▶ _What is required_
Write out the whole listing again, exactly as given.

******************************

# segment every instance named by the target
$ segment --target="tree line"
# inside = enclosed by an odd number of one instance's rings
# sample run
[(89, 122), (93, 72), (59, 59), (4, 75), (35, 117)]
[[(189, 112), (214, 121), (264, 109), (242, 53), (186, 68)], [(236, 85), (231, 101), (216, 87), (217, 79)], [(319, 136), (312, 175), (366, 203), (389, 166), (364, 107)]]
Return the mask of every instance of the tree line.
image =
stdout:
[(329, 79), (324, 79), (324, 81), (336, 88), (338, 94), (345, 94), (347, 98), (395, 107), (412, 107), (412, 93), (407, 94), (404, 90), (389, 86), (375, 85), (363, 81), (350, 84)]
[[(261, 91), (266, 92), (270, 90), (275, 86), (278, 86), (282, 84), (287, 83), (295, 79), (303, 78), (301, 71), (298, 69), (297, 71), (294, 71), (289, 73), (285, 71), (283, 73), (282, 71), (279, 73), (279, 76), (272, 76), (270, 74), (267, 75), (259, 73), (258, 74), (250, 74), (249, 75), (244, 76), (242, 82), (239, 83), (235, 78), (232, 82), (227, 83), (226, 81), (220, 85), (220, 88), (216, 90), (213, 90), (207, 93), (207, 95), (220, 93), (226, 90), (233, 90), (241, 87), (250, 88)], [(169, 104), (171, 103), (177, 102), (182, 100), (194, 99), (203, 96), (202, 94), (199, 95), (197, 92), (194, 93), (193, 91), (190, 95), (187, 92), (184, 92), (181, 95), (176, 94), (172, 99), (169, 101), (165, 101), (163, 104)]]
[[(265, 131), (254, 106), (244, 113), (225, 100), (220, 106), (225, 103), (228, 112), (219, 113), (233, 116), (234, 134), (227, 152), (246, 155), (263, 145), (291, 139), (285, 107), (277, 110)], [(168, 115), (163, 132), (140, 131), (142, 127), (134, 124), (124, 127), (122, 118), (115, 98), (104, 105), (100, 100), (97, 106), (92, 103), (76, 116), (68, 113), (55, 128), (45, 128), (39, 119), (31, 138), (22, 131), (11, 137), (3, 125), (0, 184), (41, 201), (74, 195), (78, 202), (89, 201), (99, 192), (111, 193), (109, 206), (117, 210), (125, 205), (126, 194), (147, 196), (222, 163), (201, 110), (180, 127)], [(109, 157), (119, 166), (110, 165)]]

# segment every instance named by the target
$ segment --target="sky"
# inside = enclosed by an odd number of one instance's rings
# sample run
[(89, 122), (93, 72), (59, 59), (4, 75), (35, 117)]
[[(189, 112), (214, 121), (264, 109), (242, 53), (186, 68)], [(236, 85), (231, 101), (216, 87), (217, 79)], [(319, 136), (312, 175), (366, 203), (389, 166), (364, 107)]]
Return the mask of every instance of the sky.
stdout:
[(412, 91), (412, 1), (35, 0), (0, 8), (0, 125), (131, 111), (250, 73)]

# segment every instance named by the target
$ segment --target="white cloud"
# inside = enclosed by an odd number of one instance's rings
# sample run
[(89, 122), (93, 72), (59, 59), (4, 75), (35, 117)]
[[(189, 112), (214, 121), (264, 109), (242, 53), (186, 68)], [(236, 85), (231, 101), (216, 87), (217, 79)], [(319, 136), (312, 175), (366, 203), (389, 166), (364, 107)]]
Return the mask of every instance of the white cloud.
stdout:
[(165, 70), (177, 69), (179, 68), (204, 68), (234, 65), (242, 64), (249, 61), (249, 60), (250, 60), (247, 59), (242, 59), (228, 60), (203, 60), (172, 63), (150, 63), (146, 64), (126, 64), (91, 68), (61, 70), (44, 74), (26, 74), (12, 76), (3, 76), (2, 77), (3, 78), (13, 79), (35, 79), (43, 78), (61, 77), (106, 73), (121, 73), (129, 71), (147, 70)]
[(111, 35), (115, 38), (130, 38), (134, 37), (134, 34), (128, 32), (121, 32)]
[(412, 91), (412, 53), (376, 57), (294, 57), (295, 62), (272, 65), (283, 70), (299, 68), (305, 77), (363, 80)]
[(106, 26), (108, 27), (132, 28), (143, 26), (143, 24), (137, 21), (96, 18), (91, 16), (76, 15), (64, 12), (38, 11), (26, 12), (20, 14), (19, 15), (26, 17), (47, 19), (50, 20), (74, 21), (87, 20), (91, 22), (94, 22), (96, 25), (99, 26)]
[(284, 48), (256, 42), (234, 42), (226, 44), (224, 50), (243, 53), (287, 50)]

******************************

▶ _Solved problem_
# segment every instance named by the target
$ segment --target="tree line"
# inside = enclosed by an odd number of one instance's rings
# sample run
[(89, 122), (93, 72), (59, 59), (4, 75), (35, 117)]
[[(189, 112), (214, 121), (264, 109), (242, 53), (186, 68)], [(236, 85), (231, 101), (216, 87), (217, 79)], [(319, 136), (312, 175), (366, 203), (389, 166), (364, 107)]]
Return the mask of every instance of the tree line.
image =
stdout:
[(329, 79), (324, 79), (324, 81), (336, 88), (338, 94), (345, 94), (347, 98), (395, 107), (412, 107), (412, 93), (407, 94), (404, 90), (389, 86), (375, 85), (363, 81), (350, 84)]
[[(261, 91), (266, 92), (270, 90), (275, 86), (278, 86), (282, 84), (287, 83), (295, 79), (303, 78), (301, 71), (298, 69), (297, 71), (294, 71), (289, 73), (285, 71), (283, 73), (282, 71), (279, 73), (279, 76), (272, 76), (270, 74), (267, 75), (259, 73), (258, 74), (250, 74), (249, 75), (244, 76), (242, 82), (239, 83), (235, 78), (232, 82), (227, 83), (226, 81), (220, 85), (220, 88), (216, 90), (213, 90), (207, 93), (207, 95), (220, 93), (226, 90), (233, 90), (241, 87), (250, 88)], [(169, 104), (171, 103), (177, 102), (182, 100), (194, 99), (203, 96), (202, 94), (199, 95), (197, 92), (194, 93), (193, 91), (190, 95), (187, 92), (184, 92), (181, 95), (176, 94), (172, 99), (169, 101), (165, 101), (163, 104)]]
[[(265, 131), (254, 106), (244, 113), (225, 100), (220, 106), (225, 103), (228, 112), (219, 113), (233, 116), (234, 134), (227, 152), (246, 155), (263, 145), (291, 139), (285, 107), (277, 110)], [(168, 115), (163, 132), (140, 131), (142, 127), (134, 124), (124, 127), (122, 118), (115, 98), (104, 105), (100, 100), (97, 106), (92, 103), (76, 116), (68, 113), (55, 128), (45, 128), (39, 119), (31, 138), (22, 131), (11, 137), (3, 125), (0, 184), (41, 201), (74, 195), (78, 202), (89, 201), (99, 192), (111, 193), (109, 206), (117, 210), (125, 205), (126, 194), (147, 196), (222, 163), (201, 110), (180, 127)], [(109, 157), (119, 166), (110, 165)]]

# segment every instance named by the target
$ segment --target="sky"
# inside = enclosed by an odd number of one instance's rings
# sample run
[(89, 122), (93, 72), (59, 59), (4, 75), (35, 117)]
[[(189, 112), (214, 121), (264, 109), (242, 53), (186, 68)], [(236, 85), (231, 101), (216, 87), (217, 79)], [(319, 136), (312, 175), (366, 203), (389, 166), (364, 107)]]
Return the mask of every instance of the sky.
stdout:
[(412, 91), (412, 1), (35, 0), (0, 8), (0, 125), (131, 111), (250, 73)]

# segment every instance named by the target
$ segment --target="white cloud"
# inside = enclosed by an odd number of one instance's rings
# sample run
[(89, 122), (93, 72), (59, 59), (4, 75), (35, 117)]
[[(189, 112), (214, 121), (264, 109), (242, 53), (186, 68)], [(236, 85), (231, 101), (216, 87), (217, 79)], [(319, 136), (312, 175), (366, 203), (389, 166), (364, 107)]]
Return the mask of every instance of the white cloud.
stdout:
[(165, 70), (177, 69), (179, 68), (204, 68), (234, 65), (242, 64), (249, 61), (249, 60), (250, 60), (247, 59), (242, 59), (228, 60), (203, 60), (172, 63), (150, 63), (146, 64), (126, 64), (91, 68), (61, 70), (44, 74), (26, 74), (12, 76), (3, 76), (2, 77), (3, 78), (13, 79), (35, 79), (43, 78), (61, 77), (106, 73), (121, 73), (129, 71), (147, 70)]
[(111, 35), (115, 38), (130, 38), (134, 37), (134, 34), (128, 32), (121, 32)]
[(412, 91), (412, 53), (376, 57), (294, 57), (295, 62), (272, 65), (283, 70), (299, 68), (305, 77), (363, 80)]
[(106, 26), (108, 27), (132, 28), (143, 26), (143, 24), (137, 21), (96, 18), (91, 16), (76, 15), (64, 12), (38, 11), (26, 12), (20, 14), (19, 15), (26, 17), (47, 19), (50, 20), (74, 21), (87, 20), (91, 22), (94, 22), (96, 25), (99, 26)]
[(284, 48), (256, 42), (234, 42), (226, 44), (224, 50), (243, 53), (287, 50)]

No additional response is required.